Objective: Reproduce the entries below in full, word for word.
-- Start Records for the exercise --
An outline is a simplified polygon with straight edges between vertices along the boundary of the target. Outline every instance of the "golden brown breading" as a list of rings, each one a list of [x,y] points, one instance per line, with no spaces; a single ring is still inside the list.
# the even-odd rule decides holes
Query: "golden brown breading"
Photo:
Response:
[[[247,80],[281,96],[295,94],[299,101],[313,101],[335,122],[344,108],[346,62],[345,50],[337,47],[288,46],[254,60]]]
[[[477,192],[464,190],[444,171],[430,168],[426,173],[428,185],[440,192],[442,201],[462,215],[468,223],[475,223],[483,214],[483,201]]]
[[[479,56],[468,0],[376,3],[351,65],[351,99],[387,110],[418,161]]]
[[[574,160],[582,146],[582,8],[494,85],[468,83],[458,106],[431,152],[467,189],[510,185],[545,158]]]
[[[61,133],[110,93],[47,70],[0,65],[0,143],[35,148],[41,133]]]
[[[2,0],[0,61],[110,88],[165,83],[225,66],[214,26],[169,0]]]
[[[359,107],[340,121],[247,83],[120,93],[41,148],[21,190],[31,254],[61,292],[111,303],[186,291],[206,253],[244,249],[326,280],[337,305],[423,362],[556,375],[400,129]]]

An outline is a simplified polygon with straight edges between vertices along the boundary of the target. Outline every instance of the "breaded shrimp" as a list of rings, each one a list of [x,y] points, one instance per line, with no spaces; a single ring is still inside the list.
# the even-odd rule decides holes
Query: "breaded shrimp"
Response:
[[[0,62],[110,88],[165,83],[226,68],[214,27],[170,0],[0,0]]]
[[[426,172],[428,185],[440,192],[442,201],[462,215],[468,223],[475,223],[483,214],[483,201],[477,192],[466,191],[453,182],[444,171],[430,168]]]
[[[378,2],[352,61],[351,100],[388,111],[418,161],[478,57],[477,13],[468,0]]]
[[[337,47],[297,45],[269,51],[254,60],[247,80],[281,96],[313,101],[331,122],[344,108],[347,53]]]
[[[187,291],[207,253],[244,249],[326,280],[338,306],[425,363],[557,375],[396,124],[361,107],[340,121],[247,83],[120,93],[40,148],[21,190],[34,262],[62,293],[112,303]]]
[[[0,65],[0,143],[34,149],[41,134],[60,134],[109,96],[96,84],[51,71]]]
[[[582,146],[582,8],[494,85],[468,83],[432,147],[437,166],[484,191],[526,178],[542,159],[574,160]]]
-- End Records for the exercise --
Response to this exercise:
An outline is a simplified polygon with straight edges between vertices along the boundary of the target. Outline every instance of the "golden brown breading" as a list of rings, each one a list of [x,y] points, one instance per line, with no spaces; a single ring is still inside the list.
# the even-odd rule decides holes
Query: "golden brown breading"
Photo:
Response:
[[[247,80],[281,96],[295,94],[299,101],[313,101],[335,122],[344,108],[346,62],[345,50],[337,47],[288,46],[254,60]]]
[[[477,192],[464,190],[444,171],[430,168],[426,173],[428,185],[440,192],[442,201],[462,215],[468,223],[475,223],[483,214],[483,201]]]
[[[479,56],[468,0],[376,3],[351,65],[351,99],[387,110],[418,161]]]
[[[574,160],[582,146],[582,8],[494,85],[468,83],[458,106],[431,152],[467,189],[510,185],[545,158]]]
[[[61,133],[110,93],[47,70],[0,65],[0,143],[35,148],[41,133]]]
[[[2,0],[0,61],[110,88],[165,83],[225,66],[214,26],[169,0]]]
[[[359,107],[340,121],[247,83],[120,93],[41,148],[21,190],[31,254],[61,292],[111,303],[186,291],[206,253],[244,249],[326,280],[337,305],[423,362],[556,375],[400,129]]]

An outline is a simplified polygon with straight edges between vertices along the boundary of the target. Outline every instance of the "breaded shrimp" as a list of rings, each one a list of [x,y] points, one instance per line, with no spaces; a single ring is still inside the list.
# the even-odd rule decides holes
Query: "breaded shrimp"
Response:
[[[0,62],[110,88],[165,83],[226,68],[214,27],[170,0],[0,0]]]
[[[426,172],[428,185],[440,192],[442,201],[462,215],[468,223],[475,223],[483,214],[483,201],[477,192],[466,191],[453,182],[444,171],[430,168]]]
[[[378,2],[352,61],[351,100],[388,111],[418,161],[478,57],[477,13],[468,0]]]
[[[337,47],[297,45],[269,51],[254,60],[247,80],[281,96],[313,101],[331,122],[344,108],[347,53]]]
[[[187,291],[207,253],[244,249],[326,280],[338,306],[425,363],[557,375],[396,124],[361,107],[340,121],[247,83],[120,93],[40,148],[21,190],[34,262],[62,293],[112,303]]]
[[[0,65],[0,143],[34,149],[41,134],[60,134],[109,96],[96,84],[51,71]]]
[[[582,146],[582,8],[494,85],[468,83],[432,147],[437,166],[484,191],[526,178],[542,159],[574,160]]]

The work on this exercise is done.